■ TASK:
Pull out each line in the entries below that contains the word "barrier".

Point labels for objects
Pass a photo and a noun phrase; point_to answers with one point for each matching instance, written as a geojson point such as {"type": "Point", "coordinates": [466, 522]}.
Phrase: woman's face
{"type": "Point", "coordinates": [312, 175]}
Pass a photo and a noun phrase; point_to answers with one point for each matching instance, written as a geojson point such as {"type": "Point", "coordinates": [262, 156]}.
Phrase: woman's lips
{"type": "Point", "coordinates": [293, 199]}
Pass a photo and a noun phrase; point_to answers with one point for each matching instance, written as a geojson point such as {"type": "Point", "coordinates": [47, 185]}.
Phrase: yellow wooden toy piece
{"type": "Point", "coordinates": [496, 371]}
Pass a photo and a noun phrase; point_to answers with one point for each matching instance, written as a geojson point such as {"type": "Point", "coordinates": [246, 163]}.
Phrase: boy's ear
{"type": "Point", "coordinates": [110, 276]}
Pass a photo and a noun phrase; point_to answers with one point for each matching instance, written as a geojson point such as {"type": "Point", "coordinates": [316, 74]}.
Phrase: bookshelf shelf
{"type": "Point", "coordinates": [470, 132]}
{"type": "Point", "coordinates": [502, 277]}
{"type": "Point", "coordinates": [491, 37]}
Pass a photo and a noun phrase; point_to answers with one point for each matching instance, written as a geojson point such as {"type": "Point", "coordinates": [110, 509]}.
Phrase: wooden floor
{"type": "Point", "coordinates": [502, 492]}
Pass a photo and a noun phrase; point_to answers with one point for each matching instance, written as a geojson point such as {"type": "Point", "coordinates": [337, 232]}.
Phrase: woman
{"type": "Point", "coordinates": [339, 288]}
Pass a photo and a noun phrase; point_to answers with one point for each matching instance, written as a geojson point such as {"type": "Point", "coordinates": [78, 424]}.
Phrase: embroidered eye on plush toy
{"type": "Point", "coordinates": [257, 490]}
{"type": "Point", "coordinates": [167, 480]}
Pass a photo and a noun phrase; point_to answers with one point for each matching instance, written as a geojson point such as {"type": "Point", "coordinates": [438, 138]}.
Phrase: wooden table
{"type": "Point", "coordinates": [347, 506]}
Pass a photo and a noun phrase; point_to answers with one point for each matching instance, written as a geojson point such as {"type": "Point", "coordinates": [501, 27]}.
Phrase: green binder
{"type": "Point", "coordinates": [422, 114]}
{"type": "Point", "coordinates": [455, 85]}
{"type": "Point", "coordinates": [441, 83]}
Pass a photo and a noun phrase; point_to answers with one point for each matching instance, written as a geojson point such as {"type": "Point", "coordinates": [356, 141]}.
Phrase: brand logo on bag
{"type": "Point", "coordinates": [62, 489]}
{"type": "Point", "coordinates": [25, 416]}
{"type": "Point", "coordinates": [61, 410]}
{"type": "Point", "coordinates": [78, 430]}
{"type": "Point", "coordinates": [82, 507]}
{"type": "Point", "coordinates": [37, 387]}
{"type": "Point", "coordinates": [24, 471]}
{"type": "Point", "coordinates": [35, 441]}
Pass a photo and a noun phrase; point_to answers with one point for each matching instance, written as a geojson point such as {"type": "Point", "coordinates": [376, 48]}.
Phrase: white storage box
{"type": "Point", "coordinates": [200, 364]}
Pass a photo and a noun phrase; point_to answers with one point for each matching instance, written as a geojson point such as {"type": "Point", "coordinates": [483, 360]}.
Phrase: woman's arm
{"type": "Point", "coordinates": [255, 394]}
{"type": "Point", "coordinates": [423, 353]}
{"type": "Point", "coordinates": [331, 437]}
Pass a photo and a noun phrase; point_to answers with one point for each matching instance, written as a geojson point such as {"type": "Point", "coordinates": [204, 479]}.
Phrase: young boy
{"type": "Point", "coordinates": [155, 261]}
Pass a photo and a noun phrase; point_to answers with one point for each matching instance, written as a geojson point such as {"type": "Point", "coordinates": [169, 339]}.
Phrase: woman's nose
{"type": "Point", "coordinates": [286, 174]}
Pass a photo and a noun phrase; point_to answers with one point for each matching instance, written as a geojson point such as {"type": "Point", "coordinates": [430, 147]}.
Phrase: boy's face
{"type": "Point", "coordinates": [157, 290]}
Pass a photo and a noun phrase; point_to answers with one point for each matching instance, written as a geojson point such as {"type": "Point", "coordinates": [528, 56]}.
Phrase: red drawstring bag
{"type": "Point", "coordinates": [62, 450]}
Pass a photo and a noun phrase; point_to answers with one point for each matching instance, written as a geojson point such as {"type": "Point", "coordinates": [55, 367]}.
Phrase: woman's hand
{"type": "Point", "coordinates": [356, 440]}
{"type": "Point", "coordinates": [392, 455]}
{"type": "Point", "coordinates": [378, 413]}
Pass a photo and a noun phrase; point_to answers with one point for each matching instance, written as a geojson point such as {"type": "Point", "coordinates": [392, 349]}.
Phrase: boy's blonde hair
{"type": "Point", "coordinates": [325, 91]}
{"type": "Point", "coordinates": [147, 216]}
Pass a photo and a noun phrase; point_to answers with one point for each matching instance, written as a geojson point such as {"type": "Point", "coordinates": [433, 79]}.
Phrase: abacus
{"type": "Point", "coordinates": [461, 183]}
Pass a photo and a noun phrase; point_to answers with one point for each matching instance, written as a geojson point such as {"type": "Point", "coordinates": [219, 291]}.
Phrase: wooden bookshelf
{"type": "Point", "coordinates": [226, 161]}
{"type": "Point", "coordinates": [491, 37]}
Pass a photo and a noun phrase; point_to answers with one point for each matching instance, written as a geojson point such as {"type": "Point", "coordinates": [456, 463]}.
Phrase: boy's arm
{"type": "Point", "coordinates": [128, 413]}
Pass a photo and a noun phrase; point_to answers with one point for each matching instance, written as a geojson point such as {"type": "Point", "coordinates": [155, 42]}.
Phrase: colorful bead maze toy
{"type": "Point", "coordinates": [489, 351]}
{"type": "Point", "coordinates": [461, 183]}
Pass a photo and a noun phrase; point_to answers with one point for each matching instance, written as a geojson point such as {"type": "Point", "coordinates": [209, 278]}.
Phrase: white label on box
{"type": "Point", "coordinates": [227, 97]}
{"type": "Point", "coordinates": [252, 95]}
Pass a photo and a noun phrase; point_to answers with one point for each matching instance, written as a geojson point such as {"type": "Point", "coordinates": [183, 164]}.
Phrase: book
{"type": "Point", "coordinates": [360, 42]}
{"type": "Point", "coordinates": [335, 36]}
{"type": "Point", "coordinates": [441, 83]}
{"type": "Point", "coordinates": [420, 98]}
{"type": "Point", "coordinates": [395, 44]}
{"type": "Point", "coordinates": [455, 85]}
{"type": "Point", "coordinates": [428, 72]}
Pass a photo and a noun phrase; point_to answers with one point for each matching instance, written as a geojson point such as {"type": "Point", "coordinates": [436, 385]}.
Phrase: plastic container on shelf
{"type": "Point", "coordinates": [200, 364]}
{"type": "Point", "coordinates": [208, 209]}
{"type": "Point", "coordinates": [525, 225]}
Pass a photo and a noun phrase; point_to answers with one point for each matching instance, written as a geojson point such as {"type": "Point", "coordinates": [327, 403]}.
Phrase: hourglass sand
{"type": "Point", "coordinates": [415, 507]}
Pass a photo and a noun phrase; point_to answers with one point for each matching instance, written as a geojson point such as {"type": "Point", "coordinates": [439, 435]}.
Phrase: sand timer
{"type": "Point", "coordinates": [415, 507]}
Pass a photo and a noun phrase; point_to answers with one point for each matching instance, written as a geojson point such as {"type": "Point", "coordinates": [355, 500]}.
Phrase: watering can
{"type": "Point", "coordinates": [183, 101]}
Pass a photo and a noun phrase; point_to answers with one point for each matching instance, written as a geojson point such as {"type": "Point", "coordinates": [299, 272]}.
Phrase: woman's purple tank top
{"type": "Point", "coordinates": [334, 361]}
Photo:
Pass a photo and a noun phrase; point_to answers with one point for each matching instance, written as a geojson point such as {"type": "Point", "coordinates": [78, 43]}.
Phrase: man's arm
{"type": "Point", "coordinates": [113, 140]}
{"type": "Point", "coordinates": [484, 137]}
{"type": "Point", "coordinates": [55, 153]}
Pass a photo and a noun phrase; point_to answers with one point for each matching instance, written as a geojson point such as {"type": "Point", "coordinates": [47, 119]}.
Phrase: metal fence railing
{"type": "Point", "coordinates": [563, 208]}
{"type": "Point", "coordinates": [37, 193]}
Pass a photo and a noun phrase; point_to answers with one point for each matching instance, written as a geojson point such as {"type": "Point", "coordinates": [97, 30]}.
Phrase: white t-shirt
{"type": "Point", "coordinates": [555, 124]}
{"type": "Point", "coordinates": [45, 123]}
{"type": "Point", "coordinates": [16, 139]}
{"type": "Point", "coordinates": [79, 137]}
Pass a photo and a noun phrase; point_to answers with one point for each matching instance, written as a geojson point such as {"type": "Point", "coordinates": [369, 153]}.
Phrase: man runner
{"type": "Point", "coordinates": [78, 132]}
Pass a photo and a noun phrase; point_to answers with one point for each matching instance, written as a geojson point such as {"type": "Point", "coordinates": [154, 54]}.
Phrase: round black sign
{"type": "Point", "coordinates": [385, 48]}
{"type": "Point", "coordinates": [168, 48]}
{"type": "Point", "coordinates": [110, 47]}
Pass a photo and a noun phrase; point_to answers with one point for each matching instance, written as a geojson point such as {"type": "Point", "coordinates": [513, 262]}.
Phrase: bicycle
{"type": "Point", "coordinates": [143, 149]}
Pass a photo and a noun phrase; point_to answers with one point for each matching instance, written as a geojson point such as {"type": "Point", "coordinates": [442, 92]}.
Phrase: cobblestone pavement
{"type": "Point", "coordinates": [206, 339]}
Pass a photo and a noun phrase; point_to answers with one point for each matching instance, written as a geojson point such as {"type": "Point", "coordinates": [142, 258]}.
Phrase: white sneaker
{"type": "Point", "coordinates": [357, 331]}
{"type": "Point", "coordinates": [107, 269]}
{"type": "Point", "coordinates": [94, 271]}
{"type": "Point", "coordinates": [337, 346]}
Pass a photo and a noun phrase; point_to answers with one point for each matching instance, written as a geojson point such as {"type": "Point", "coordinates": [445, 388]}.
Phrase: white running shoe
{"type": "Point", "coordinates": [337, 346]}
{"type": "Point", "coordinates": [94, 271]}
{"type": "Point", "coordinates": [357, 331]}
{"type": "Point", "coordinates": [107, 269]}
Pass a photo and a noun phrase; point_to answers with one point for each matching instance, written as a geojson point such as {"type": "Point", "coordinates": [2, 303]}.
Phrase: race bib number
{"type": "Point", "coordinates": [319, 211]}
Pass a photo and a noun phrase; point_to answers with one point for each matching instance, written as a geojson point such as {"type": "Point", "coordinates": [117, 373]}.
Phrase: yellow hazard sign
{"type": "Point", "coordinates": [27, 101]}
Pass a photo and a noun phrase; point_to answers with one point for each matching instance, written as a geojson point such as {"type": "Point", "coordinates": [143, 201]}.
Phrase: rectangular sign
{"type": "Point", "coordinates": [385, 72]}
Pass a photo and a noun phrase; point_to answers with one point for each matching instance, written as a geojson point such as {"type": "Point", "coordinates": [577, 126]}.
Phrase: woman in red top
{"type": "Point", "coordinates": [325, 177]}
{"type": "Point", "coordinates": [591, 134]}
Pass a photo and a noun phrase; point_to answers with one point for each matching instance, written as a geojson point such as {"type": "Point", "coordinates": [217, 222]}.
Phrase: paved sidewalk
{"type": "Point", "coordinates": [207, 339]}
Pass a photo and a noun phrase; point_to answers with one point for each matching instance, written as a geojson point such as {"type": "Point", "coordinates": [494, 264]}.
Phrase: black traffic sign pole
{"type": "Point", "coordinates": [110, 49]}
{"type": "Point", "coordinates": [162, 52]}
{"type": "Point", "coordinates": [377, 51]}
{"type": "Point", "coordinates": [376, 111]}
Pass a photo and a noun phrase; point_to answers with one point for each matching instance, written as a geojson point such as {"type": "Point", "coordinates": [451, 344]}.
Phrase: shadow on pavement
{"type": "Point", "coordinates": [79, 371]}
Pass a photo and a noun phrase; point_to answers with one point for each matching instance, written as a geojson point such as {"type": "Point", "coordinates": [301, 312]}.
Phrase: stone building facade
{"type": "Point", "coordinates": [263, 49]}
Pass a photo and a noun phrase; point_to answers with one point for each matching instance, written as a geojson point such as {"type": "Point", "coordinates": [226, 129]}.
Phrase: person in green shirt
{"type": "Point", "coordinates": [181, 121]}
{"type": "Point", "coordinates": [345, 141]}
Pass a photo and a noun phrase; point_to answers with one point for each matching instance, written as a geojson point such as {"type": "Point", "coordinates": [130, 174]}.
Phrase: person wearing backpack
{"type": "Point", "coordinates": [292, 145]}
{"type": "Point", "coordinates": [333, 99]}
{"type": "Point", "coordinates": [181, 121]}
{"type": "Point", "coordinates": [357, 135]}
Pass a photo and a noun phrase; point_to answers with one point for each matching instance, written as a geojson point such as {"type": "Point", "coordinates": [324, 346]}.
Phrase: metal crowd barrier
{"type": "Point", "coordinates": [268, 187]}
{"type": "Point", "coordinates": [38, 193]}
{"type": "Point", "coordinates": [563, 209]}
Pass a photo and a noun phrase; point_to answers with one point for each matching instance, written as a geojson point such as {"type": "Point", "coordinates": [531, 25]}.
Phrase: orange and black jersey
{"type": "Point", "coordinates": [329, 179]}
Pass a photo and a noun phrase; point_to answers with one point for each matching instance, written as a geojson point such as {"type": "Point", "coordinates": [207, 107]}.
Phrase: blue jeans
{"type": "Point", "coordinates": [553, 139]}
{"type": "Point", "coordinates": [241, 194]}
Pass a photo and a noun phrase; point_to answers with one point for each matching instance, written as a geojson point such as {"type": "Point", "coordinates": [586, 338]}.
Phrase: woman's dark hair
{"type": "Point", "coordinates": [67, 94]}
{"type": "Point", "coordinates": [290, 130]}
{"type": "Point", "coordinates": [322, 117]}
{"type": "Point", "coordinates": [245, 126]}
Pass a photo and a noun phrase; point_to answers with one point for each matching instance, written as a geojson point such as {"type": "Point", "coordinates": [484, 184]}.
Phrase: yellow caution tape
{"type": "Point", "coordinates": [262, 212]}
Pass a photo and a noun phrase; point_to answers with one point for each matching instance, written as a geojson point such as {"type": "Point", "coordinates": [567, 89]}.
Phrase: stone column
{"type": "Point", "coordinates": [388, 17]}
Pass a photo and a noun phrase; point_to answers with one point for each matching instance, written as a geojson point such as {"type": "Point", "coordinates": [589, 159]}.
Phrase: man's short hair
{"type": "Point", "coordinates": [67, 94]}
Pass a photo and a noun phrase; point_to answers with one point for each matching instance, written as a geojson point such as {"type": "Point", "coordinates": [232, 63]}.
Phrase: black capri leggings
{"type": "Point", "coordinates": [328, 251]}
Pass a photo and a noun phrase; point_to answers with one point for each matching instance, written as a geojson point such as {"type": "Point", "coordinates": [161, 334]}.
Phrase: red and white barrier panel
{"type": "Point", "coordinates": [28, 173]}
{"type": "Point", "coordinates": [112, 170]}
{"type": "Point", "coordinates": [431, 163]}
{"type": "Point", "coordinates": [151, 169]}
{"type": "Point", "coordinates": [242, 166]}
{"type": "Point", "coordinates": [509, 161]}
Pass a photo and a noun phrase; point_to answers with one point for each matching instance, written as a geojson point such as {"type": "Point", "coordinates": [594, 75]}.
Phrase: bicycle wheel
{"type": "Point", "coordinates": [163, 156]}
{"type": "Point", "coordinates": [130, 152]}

■ EXERCISE ANSWER:
Phrase: metal crowd barrier
Phrase: red and white barrier panel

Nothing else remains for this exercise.